(Referring expression pointing data)
%%
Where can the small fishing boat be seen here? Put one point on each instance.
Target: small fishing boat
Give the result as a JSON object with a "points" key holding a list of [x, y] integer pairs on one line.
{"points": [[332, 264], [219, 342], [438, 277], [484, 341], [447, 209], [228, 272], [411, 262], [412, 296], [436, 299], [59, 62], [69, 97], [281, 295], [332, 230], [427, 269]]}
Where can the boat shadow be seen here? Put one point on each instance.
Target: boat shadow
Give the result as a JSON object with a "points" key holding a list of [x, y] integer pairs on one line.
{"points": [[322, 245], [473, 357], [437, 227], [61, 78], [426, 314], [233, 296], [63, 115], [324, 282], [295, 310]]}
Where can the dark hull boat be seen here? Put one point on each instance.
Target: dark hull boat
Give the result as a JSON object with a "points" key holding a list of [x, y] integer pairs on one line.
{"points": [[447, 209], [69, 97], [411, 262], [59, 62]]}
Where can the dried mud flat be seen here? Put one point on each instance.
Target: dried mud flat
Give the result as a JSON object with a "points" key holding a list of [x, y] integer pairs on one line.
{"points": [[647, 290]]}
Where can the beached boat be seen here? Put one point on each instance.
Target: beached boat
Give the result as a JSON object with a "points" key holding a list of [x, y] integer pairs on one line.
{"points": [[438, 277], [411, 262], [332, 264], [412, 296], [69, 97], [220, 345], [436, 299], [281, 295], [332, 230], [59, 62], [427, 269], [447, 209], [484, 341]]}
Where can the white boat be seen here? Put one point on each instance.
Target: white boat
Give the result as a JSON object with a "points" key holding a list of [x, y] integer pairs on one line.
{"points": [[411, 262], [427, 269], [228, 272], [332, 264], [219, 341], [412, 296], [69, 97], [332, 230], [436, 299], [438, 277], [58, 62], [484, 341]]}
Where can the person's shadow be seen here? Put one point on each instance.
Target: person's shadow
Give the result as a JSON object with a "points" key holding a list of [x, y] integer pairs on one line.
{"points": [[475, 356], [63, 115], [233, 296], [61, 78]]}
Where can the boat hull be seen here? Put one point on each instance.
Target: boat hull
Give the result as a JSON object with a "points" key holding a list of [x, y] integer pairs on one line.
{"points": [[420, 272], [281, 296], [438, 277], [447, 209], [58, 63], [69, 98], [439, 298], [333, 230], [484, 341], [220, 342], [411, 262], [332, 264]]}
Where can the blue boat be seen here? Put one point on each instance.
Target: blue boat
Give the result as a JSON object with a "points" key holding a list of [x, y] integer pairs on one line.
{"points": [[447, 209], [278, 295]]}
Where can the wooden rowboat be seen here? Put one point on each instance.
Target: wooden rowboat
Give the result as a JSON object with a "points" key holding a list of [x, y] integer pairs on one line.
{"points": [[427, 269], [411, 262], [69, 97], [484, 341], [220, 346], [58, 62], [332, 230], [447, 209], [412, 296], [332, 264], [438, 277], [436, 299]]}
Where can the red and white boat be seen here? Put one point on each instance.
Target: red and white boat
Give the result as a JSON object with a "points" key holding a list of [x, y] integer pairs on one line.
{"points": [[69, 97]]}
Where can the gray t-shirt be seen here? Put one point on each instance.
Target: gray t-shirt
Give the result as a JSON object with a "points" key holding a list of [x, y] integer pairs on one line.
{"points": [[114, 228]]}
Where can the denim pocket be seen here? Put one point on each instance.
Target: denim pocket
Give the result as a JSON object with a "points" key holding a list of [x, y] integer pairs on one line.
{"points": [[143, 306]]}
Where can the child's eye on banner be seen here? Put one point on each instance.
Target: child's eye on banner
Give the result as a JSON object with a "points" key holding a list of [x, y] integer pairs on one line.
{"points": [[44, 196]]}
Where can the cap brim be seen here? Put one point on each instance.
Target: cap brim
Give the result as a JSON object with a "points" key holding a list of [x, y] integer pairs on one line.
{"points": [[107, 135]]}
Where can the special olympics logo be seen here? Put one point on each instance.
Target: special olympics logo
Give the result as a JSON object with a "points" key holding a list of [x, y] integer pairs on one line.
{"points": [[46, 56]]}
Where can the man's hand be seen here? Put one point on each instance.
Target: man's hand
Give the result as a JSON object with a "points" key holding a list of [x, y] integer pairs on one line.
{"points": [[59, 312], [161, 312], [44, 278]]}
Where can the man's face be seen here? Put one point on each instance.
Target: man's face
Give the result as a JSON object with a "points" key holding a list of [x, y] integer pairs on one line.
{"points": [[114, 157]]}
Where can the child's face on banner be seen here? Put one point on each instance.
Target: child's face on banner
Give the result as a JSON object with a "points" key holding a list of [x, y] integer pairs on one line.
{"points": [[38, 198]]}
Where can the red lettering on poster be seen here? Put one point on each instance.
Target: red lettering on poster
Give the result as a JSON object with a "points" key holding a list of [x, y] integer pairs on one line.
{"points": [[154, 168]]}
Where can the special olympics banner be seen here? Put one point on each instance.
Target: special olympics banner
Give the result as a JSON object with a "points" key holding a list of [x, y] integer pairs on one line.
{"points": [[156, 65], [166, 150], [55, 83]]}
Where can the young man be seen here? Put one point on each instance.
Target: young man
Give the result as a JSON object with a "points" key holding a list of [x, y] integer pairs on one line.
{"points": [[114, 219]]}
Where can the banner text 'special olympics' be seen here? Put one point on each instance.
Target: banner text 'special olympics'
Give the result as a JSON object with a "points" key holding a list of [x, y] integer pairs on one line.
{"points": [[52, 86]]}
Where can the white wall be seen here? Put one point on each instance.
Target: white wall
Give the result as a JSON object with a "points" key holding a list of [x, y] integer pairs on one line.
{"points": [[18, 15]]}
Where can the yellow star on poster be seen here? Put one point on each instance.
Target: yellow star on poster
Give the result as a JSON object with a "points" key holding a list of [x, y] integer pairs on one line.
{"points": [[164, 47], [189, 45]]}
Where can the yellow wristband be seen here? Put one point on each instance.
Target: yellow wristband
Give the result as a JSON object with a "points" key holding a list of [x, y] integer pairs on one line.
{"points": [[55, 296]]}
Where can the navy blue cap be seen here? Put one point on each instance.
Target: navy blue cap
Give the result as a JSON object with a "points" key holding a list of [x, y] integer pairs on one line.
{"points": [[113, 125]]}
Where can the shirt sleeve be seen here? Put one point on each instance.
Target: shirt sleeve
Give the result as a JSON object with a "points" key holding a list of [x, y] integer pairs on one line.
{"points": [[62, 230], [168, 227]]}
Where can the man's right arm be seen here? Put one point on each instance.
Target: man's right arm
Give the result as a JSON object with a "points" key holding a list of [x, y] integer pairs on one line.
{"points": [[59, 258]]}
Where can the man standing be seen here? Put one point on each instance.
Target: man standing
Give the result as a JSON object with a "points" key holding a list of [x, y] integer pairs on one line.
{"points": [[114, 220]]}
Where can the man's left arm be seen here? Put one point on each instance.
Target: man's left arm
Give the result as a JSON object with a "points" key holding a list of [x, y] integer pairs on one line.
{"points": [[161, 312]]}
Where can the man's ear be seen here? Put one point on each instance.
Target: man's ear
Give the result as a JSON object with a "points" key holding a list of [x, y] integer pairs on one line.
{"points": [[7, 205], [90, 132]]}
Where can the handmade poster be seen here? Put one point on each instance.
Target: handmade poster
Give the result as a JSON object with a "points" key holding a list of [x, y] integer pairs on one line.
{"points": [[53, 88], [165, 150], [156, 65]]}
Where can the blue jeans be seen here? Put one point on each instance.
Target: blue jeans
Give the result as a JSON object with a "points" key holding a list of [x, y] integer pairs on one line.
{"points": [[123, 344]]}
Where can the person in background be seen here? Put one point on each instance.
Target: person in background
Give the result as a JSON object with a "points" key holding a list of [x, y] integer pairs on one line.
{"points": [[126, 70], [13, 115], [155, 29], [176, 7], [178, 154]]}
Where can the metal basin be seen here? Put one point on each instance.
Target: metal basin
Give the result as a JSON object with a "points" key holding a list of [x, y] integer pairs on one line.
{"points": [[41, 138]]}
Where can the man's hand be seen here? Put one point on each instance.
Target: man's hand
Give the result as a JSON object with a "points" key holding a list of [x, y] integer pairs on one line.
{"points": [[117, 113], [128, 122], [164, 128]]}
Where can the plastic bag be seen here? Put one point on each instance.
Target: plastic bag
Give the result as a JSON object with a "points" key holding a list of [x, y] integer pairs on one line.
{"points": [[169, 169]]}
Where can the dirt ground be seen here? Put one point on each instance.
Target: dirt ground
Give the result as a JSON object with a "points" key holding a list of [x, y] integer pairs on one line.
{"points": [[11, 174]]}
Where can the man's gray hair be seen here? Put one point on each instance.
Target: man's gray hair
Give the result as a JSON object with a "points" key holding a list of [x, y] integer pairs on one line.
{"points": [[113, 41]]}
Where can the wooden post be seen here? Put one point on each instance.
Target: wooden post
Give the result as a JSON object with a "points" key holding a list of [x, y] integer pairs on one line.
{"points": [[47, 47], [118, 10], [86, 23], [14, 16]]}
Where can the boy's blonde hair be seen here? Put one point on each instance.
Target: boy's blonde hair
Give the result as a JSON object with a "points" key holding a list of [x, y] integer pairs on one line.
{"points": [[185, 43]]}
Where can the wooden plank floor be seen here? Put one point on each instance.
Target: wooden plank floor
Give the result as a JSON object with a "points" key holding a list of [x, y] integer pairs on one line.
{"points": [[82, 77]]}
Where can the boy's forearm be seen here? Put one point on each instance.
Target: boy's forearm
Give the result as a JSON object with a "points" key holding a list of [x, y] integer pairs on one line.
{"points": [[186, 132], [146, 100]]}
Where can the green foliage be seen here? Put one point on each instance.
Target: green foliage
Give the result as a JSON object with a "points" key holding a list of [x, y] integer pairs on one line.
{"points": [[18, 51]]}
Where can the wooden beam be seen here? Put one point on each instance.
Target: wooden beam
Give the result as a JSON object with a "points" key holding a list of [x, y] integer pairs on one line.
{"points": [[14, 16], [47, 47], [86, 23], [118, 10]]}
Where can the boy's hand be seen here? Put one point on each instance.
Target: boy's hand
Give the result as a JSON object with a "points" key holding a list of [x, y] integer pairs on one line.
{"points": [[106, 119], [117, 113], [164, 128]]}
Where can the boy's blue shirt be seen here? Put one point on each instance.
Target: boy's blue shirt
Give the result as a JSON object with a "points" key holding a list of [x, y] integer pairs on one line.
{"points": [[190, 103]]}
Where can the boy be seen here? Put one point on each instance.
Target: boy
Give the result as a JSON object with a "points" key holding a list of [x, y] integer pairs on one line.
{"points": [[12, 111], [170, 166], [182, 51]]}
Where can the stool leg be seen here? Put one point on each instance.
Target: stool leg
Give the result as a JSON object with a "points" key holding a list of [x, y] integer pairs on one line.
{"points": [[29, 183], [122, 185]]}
%%
**Work to complete:** Lines with "basin" in the records above: copy every one of them.

**Task output:**
Where can the metal basin be seen here? Put one point on each instance.
Target: metal basin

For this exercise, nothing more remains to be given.